Top of Supplied information
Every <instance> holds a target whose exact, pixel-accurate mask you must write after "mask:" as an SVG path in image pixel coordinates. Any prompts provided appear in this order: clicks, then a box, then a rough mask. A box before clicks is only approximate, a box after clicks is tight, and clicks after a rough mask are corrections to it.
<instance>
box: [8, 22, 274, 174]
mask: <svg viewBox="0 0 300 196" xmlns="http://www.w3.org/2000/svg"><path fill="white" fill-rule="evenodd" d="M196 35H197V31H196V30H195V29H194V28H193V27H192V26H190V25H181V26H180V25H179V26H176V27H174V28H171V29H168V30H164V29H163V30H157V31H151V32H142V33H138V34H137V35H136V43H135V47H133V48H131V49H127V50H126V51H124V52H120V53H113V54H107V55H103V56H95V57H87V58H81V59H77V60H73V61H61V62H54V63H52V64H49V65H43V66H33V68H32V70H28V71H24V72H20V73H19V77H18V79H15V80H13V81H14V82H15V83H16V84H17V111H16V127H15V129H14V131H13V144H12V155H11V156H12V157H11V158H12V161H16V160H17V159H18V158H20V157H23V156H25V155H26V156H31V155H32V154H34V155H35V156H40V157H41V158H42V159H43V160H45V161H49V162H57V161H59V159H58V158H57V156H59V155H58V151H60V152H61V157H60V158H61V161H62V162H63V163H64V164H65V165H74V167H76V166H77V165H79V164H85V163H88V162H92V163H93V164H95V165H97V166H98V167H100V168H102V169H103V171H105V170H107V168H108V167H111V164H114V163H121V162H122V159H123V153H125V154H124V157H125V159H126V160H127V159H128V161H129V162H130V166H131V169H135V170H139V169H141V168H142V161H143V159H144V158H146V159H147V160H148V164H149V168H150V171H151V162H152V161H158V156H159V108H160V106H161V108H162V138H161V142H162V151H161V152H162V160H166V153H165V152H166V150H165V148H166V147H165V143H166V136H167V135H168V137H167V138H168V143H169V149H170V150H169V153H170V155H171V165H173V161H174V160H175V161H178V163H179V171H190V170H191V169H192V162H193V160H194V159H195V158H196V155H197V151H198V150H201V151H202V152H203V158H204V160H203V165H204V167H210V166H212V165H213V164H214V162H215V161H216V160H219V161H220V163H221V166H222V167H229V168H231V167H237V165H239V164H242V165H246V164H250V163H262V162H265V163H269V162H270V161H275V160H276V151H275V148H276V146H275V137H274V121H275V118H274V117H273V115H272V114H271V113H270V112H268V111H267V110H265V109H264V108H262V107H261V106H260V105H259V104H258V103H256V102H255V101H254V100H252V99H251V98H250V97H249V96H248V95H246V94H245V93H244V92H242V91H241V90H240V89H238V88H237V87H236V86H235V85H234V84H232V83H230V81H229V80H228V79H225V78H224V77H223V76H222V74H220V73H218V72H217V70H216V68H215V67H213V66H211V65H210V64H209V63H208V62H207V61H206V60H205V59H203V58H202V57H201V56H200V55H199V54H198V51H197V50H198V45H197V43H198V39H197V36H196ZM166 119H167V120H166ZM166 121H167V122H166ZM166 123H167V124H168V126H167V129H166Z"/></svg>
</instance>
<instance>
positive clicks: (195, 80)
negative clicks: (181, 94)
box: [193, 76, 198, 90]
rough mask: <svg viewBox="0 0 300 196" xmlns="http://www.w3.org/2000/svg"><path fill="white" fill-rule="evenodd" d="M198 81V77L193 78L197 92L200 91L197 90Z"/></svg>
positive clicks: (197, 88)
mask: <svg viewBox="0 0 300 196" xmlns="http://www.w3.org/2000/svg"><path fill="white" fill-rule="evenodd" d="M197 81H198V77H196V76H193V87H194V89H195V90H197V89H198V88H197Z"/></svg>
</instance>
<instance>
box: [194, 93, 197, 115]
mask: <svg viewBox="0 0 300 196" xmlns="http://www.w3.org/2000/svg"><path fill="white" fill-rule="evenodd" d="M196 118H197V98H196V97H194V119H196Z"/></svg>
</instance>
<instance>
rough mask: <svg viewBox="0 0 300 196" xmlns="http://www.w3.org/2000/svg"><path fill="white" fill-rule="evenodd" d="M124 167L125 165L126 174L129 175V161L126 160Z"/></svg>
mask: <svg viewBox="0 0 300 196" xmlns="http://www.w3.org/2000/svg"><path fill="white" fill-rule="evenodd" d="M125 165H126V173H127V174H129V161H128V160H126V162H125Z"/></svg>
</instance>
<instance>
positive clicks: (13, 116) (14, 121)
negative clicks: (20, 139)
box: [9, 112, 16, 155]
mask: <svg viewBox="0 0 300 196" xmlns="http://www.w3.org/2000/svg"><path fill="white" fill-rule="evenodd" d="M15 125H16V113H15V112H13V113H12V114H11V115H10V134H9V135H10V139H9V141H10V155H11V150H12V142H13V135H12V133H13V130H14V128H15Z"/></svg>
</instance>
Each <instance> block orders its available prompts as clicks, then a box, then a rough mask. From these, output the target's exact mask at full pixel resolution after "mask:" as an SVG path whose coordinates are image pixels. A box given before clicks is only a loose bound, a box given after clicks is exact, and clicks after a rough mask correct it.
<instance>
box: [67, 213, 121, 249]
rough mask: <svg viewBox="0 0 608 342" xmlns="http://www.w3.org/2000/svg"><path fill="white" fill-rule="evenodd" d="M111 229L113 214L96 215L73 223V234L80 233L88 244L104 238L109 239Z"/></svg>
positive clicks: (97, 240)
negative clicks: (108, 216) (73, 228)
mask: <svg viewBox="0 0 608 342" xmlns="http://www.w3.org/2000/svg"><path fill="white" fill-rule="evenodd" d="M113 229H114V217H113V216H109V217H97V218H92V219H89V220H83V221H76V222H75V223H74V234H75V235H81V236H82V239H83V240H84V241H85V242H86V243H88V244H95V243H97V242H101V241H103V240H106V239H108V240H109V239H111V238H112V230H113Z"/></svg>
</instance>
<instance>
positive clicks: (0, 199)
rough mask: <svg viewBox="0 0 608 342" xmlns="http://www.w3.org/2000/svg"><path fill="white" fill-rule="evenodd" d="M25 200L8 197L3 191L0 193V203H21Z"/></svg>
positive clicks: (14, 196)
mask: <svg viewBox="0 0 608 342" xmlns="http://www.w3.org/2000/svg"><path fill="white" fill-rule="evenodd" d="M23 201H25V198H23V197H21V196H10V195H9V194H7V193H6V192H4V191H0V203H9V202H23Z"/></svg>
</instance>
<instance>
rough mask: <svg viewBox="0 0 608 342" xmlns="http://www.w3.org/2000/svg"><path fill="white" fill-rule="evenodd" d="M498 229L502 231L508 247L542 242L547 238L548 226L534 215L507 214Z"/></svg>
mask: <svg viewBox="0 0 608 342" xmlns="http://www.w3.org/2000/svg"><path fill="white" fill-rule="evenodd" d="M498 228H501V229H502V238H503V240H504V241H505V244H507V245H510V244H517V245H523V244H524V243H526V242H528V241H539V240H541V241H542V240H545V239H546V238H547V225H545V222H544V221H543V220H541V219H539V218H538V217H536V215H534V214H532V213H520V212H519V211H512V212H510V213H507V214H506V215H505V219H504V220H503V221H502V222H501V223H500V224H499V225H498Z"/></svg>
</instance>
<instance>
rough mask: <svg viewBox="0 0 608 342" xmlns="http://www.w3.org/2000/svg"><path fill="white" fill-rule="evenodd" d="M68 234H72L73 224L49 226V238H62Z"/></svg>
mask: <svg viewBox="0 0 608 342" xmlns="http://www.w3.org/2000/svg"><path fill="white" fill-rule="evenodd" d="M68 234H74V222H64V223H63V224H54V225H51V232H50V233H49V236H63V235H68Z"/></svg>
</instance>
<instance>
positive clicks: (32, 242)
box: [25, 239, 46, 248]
Bottom of Supplied information
To do. Copy all of the records above word for word, changing nothing.

Solution.
Every <instance> holds a target whose exact, pixel-accurate mask you must write after "mask:" as an SVG path in image pixel coordinates. Any prompts provided appear in this order: clicks, then a box, then a rough mask. A box before clicks is only approximate, a box after clicks is tight, and clicks after a rough mask are corrections to it.
<instance>
box: [8, 22, 274, 174]
mask: <svg viewBox="0 0 300 196" xmlns="http://www.w3.org/2000/svg"><path fill="white" fill-rule="evenodd" d="M196 35H197V31H196V30H195V29H194V28H193V27H192V26H190V25H181V26H180V25H179V26H176V27H174V28H171V29H168V30H164V29H163V30H157V31H151V32H142V33H138V34H137V35H136V43H135V47H133V48H131V49H127V50H126V51H124V52H120V53H113V54H107V55H103V56H95V57H87V58H81V59H77V60H73V61H61V62H54V63H52V64H49V65H43V66H33V68H32V70H28V71H24V72H20V73H19V77H18V79H15V80H13V81H14V82H15V83H16V84H17V111H16V127H15V129H14V131H13V144H12V155H11V156H12V157H11V158H12V161H16V160H17V159H18V158H20V157H23V156H25V155H26V156H31V155H32V154H34V155H35V156H40V157H41V158H42V159H43V160H45V161H49V162H57V161H59V159H58V158H57V156H59V155H58V151H60V152H61V157H60V158H61V161H62V162H63V163H64V164H65V165H74V167H76V166H77V165H79V164H85V163H88V162H92V163H93V164H95V165H97V166H98V167H100V168H102V169H103V171H105V170H107V168H108V167H111V164H114V163H121V162H122V159H123V153H125V154H124V157H125V159H126V160H127V159H128V161H129V162H130V166H131V169H135V170H139V169H141V168H142V161H143V159H144V158H146V159H147V160H148V164H149V168H150V171H151V162H152V161H158V156H159V108H160V106H161V108H162V138H161V142H162V151H161V152H162V160H166V153H165V152H166V150H165V148H166V147H165V143H166V136H167V135H168V137H167V138H168V143H169V149H170V150H169V153H170V155H171V165H173V161H174V160H175V161H178V163H179V171H190V170H191V169H192V162H193V160H194V159H195V158H196V155H197V151H198V150H201V151H202V152H203V158H204V160H203V165H204V167H210V166H212V165H213V164H214V162H215V161H216V160H219V161H220V163H221V166H222V167H229V168H231V167H237V165H239V164H242V165H246V164H250V163H262V162H265V163H269V162H270V161H275V160H276V151H275V148H276V146H275V137H274V121H275V118H274V117H273V115H272V114H271V113H270V112H268V111H267V110H265V109H264V108H262V107H261V106H260V105H259V104H258V103H256V102H255V101H254V100H252V99H251V98H250V97H249V96H248V95H246V94H245V93H244V92H242V91H241V90H240V89H238V88H237V87H236V86H235V85H234V84H232V83H230V81H229V80H228V79H225V78H224V77H223V76H222V74H220V73H218V72H217V70H216V68H215V67H213V66H211V65H210V64H209V63H208V62H207V61H206V60H205V59H203V58H202V57H201V56H200V55H199V54H198V51H197V50H198V45H197V43H198V39H197V36H196ZM166 119H167V120H166ZM166 121H167V122H166ZM166 123H167V124H168V126H167V129H166Z"/></svg>
</instance>
<instance>
positive clicks: (195, 80)
negative clicks: (181, 94)
box: [193, 76, 198, 90]
rough mask: <svg viewBox="0 0 300 196" xmlns="http://www.w3.org/2000/svg"><path fill="white" fill-rule="evenodd" d="M198 81V77L193 78L197 92L200 91L197 90Z"/></svg>
positive clicks: (197, 88)
mask: <svg viewBox="0 0 300 196" xmlns="http://www.w3.org/2000/svg"><path fill="white" fill-rule="evenodd" d="M197 81H198V77H196V76H193V87H194V89H195V90H197V89H198V88H197Z"/></svg>
</instance>
<instance>
box: [194, 93, 197, 115]
mask: <svg viewBox="0 0 300 196" xmlns="http://www.w3.org/2000/svg"><path fill="white" fill-rule="evenodd" d="M196 118H197V98H196V97H194V119H196Z"/></svg>
</instance>
<instance>
rough mask: <svg viewBox="0 0 300 196" xmlns="http://www.w3.org/2000/svg"><path fill="white" fill-rule="evenodd" d="M124 167L125 165L126 174L129 175V161L126 160Z"/></svg>
mask: <svg viewBox="0 0 300 196" xmlns="http://www.w3.org/2000/svg"><path fill="white" fill-rule="evenodd" d="M125 165H126V173H127V174H129V161H128V160H126V162H125Z"/></svg>
</instance>
<instance>
positive clicks: (13, 116) (14, 121)
negative clicks: (20, 139)
box: [9, 112, 16, 155]
mask: <svg viewBox="0 0 300 196" xmlns="http://www.w3.org/2000/svg"><path fill="white" fill-rule="evenodd" d="M15 125H16V113H15V112H13V113H12V114H11V115H10V134H9V135H10V139H9V141H10V155H11V150H12V142H13V135H12V133H13V130H14V128H15Z"/></svg>
</instance>
Each <instance> block orders its available prompts as clicks, then a box, then a rough mask. From these, output the target's exact mask at full pixel resolution after "mask:" as an SVG path whose coordinates are image pixels. A box given before clicks is only a loose bound, a box given after clicks is exact, and clicks after a rough mask correct it.
<instance>
box: [67, 213, 121, 249]
rough mask: <svg viewBox="0 0 608 342" xmlns="http://www.w3.org/2000/svg"><path fill="white" fill-rule="evenodd" d="M111 229L113 214L96 215L73 223V234L80 233L88 244L104 238L109 239Z"/></svg>
positive clicks: (97, 240)
negative clicks: (108, 216) (73, 228)
mask: <svg viewBox="0 0 608 342" xmlns="http://www.w3.org/2000/svg"><path fill="white" fill-rule="evenodd" d="M113 229H114V217H113V216H109V217H97V218H92V219H89V220H83V221H76V222H75V223H74V234H75V235H81V236H82V239H83V240H84V241H85V242H86V243H88V244H95V243H97V242H101V241H103V240H106V239H108V240H109V239H111V238H112V230H113Z"/></svg>
</instance>
<instance>
positive clicks: (0, 199)
rough mask: <svg viewBox="0 0 608 342" xmlns="http://www.w3.org/2000/svg"><path fill="white" fill-rule="evenodd" d="M25 200L8 197L3 191L0 193V203H21Z"/></svg>
positive clicks: (14, 196)
mask: <svg viewBox="0 0 608 342" xmlns="http://www.w3.org/2000/svg"><path fill="white" fill-rule="evenodd" d="M23 201H25V198H23V197H21V196H10V195H9V194H7V193H6V192H4V191H0V203H9V202H23Z"/></svg>
</instance>
<instance>
rough mask: <svg viewBox="0 0 608 342" xmlns="http://www.w3.org/2000/svg"><path fill="white" fill-rule="evenodd" d="M498 229L502 231L508 247L542 242L547 238L548 226L534 215L507 214Z"/></svg>
mask: <svg viewBox="0 0 608 342" xmlns="http://www.w3.org/2000/svg"><path fill="white" fill-rule="evenodd" d="M498 228H501V229H502V238H503V240H504V241H505V244H507V245H510V244H517V245H523V244H524V243H526V242H528V241H539V240H541V241H542V240H545V239H546V238H547V225H545V222H544V221H543V220H541V219H539V218H538V217H536V215H534V214H532V213H520V212H519V211H512V212H510V213H507V214H506V215H505V219H504V220H503V221H502V222H501V223H500V224H499V225H498Z"/></svg>
</instance>
<instance>
rough mask: <svg viewBox="0 0 608 342" xmlns="http://www.w3.org/2000/svg"><path fill="white" fill-rule="evenodd" d="M68 234H72L73 224L49 226V238H62Z"/></svg>
mask: <svg viewBox="0 0 608 342" xmlns="http://www.w3.org/2000/svg"><path fill="white" fill-rule="evenodd" d="M68 234H74V222H64V223H63V224H54V225H51V232H50V233H49V236H63V235H68Z"/></svg>
</instance>
<instance>
positive clicks: (32, 242)
box: [25, 239, 46, 248]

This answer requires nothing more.